## TASK DETAILS
Reproduce word for word the lines that begin at the one containing "Guideline: for each instance of the gabled" and continue through the end of the items. Leave the pictures out of your answer.

Entries from a point annotation set:
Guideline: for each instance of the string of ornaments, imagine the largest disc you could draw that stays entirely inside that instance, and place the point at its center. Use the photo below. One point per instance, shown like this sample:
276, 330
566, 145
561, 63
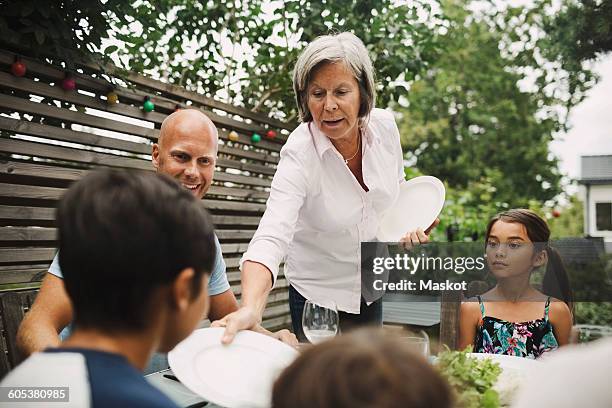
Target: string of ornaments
19, 69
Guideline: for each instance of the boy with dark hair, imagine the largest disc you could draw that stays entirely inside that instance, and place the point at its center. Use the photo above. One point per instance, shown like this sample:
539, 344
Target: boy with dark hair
136, 250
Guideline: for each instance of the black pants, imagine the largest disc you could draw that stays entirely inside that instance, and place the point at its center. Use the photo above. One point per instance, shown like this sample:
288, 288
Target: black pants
368, 315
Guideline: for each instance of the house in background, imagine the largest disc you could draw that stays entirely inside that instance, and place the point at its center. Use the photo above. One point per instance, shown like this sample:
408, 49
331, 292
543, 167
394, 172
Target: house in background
596, 179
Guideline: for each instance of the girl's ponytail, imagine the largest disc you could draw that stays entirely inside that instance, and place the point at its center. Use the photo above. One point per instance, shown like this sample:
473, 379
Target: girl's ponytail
556, 281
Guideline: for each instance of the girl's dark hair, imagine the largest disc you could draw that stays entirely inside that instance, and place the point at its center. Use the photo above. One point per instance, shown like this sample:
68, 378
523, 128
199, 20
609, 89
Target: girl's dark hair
362, 369
556, 282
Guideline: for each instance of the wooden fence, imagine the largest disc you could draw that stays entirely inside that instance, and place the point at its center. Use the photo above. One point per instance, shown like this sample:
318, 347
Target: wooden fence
50, 137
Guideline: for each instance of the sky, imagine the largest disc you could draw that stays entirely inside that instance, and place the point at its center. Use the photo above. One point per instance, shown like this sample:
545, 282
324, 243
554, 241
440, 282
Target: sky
591, 121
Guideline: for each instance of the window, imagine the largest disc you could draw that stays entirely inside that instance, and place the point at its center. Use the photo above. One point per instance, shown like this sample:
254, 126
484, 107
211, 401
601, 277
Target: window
603, 216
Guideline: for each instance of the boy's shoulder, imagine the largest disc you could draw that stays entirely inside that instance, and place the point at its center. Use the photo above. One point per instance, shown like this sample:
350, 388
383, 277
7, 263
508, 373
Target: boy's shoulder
92, 378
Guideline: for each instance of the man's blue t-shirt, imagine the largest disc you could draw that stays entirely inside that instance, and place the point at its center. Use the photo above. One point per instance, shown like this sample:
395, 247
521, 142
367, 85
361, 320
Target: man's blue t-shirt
217, 283
92, 378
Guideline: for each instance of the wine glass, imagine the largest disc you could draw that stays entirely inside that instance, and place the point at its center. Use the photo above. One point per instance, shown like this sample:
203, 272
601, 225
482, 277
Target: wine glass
319, 322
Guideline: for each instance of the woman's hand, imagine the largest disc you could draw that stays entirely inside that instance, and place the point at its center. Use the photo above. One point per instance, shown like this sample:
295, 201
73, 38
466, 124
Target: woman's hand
242, 319
283, 335
418, 237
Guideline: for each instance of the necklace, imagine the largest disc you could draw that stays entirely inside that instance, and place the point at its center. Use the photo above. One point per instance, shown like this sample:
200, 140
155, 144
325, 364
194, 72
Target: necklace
357, 151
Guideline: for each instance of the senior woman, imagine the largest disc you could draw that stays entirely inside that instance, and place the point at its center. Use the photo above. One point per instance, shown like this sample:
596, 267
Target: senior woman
338, 172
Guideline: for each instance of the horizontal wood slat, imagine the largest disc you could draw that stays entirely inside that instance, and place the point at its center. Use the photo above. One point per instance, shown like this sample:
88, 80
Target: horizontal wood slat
13, 103
77, 131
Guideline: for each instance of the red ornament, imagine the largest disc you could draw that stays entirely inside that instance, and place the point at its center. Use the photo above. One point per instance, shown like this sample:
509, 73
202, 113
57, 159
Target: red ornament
68, 83
18, 68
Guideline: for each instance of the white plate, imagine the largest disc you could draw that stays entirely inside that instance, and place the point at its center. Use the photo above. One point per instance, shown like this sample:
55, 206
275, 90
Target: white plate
418, 205
237, 375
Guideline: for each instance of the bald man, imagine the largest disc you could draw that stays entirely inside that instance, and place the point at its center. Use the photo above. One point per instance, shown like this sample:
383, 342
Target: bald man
186, 150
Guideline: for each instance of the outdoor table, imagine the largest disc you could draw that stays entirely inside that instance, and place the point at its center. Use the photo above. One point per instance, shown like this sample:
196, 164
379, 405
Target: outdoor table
177, 392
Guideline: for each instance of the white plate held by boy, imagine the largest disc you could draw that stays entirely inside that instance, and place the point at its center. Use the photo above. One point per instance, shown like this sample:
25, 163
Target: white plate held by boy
240, 374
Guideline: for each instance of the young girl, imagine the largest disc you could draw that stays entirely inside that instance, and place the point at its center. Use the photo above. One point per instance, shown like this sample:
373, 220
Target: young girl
514, 318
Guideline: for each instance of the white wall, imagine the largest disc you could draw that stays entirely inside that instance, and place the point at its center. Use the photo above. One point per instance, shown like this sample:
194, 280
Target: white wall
597, 194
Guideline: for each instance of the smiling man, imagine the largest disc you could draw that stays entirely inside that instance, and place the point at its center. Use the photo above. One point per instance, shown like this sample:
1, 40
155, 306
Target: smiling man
187, 151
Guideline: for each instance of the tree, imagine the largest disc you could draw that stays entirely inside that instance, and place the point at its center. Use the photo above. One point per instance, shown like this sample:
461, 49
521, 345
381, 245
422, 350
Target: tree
70, 29
245, 50
581, 31
468, 120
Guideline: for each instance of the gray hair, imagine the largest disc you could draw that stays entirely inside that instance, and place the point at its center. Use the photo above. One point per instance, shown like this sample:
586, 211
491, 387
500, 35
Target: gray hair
345, 47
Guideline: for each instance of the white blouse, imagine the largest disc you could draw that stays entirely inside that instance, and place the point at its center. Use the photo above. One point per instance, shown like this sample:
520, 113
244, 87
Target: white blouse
317, 213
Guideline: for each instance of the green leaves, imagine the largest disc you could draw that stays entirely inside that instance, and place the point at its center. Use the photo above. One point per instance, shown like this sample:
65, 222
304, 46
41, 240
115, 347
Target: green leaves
472, 379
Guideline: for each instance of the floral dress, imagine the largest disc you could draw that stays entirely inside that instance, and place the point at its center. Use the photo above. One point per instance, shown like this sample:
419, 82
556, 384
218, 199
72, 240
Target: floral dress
528, 339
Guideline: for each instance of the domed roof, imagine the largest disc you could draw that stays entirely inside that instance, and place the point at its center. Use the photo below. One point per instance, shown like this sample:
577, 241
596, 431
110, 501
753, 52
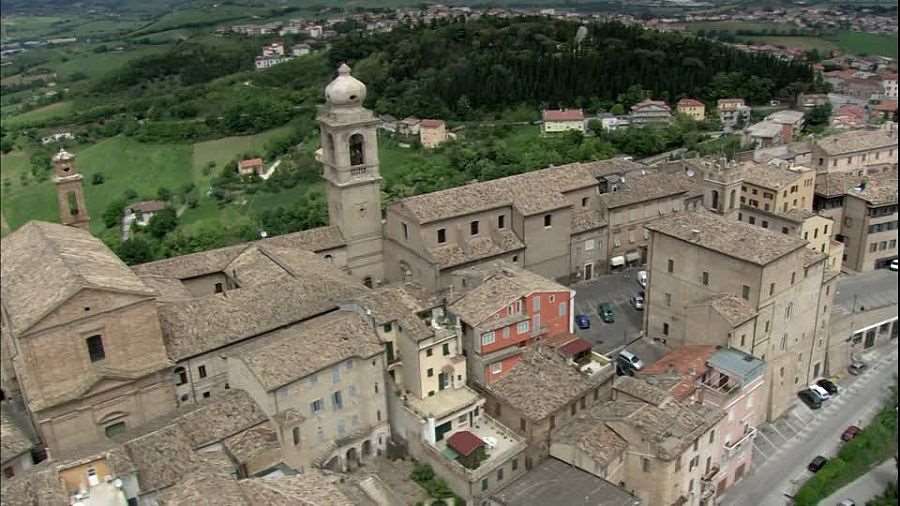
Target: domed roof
345, 90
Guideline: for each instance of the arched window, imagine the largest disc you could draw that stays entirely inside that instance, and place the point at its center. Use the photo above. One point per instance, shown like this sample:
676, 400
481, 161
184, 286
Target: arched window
181, 376
357, 148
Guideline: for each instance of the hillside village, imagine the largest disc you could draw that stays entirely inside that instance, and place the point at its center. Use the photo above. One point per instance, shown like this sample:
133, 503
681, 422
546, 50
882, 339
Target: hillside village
437, 349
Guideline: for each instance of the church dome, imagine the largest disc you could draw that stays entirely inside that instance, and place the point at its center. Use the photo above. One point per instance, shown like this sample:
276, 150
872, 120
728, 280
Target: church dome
345, 90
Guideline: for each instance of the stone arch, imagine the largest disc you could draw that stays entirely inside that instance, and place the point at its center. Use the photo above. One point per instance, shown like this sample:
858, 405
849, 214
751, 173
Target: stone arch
357, 145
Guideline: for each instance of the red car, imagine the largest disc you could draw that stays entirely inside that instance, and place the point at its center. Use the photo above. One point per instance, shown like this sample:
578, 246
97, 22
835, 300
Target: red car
850, 433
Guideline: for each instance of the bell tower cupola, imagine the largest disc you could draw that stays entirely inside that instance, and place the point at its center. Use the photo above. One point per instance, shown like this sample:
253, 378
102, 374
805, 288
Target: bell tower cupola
69, 191
349, 155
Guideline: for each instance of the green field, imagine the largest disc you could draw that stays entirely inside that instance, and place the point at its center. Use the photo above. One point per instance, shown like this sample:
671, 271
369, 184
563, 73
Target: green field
52, 111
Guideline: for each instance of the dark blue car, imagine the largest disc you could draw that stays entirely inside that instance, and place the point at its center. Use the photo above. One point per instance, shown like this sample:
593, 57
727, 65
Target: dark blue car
583, 321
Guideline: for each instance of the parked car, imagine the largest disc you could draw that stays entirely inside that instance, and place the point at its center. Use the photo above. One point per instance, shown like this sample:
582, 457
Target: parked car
642, 278
821, 392
606, 312
828, 385
857, 367
583, 321
811, 400
637, 302
630, 359
817, 463
850, 433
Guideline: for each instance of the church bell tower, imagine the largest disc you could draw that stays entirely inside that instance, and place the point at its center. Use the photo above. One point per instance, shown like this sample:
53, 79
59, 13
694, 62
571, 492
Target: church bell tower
69, 191
349, 155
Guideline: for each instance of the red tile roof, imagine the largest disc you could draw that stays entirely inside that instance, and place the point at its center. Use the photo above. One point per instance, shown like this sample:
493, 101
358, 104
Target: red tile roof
464, 442
563, 115
690, 102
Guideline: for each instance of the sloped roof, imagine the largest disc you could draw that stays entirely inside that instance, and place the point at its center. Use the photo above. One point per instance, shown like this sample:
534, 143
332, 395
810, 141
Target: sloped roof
504, 283
541, 384
322, 342
735, 239
44, 264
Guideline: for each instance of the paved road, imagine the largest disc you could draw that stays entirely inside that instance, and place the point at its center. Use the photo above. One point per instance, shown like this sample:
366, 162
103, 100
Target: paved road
867, 486
781, 456
870, 289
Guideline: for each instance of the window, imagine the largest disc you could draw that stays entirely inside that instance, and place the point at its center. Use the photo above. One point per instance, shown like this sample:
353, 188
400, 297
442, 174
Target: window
116, 428
95, 348
181, 375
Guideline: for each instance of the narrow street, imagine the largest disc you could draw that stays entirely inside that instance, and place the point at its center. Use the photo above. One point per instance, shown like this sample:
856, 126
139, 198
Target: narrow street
782, 450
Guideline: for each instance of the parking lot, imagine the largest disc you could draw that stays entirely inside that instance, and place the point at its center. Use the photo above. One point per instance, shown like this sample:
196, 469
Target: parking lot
609, 338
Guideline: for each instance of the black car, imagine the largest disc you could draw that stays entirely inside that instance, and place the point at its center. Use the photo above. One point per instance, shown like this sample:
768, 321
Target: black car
828, 385
809, 398
817, 463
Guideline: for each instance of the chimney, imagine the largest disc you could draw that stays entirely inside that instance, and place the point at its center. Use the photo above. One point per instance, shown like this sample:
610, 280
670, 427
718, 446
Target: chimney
787, 134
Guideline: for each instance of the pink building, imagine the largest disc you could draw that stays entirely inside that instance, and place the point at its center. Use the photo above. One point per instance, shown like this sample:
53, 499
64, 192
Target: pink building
730, 380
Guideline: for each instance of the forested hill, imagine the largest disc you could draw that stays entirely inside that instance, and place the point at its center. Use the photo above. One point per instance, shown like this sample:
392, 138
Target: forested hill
449, 69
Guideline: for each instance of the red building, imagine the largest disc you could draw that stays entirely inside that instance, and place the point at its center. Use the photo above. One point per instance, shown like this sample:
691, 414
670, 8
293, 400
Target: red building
503, 310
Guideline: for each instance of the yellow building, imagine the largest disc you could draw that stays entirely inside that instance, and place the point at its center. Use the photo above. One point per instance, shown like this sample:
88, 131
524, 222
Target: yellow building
692, 108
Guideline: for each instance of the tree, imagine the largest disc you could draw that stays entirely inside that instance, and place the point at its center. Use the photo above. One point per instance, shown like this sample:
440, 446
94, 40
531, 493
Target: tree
162, 222
135, 250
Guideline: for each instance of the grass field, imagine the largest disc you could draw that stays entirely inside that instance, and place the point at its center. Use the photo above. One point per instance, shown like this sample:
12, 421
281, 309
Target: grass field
57, 110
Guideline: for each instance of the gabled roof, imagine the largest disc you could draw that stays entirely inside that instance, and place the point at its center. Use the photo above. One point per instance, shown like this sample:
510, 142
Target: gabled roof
45, 264
503, 284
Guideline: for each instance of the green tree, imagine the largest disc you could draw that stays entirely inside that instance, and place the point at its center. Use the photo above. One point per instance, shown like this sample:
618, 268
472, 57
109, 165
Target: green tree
162, 222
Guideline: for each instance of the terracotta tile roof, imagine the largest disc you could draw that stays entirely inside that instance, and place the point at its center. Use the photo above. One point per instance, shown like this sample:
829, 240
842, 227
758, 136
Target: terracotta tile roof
541, 384
530, 193
431, 123
199, 325
324, 341
13, 440
857, 140
596, 440
503, 283
39, 486
690, 102
464, 442
44, 264
734, 239
562, 115
501, 242
645, 187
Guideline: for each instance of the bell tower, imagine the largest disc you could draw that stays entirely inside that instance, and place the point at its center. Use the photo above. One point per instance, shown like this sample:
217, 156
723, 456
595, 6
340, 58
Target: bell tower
349, 155
69, 191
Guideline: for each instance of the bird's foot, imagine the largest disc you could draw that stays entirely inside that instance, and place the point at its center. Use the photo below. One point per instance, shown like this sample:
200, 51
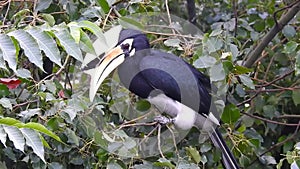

## EXERCISE OUTPUT
Guideline: for each instance of the gabled roof, imagine the largest disc you could draw that stays entirely inside that instance, and place the point at its center. Use the photo above. One point per instance, shown like this sample:
510, 142
Target: gabled roof
45, 264
503, 284
Guideline: for each instance of the green tree, imagine the largest disc you could draw that stays entirely inside that instance, and place the point at its center. Use the photo above. One point per instance, shown like this sample:
618, 268
472, 57
109, 165
Target: green tree
162, 222
Guideline: for each instance of the terracotta tile roof, imagine the largest disc you could draw that stays entirely inside that instance, and place the point at its center. Use the photo above. One point per instance, shown like this sample:
829, 240
842, 227
758, 136
Target: terracotta tile roof
541, 384
530, 193
431, 123
199, 325
324, 341
13, 440
857, 140
596, 440
503, 283
39, 486
690, 102
464, 442
44, 264
734, 239
562, 115
501, 242
645, 187
Guideline: for each instance of the bell tower, imagine the largest disc you could draw that stays entirely inside that instance, and place the point at its center. Use the photo above. One point per instance, shown like this sample:
217, 156
723, 456
595, 6
340, 58
Target: bell tower
349, 155
69, 191
Guideline: for each instance of the bird's foot, imagine the largest disc you could draw that stays entirely inside that instance, and place the point at its center. Use the photo below. One point per instance, shown like this sample:
200, 51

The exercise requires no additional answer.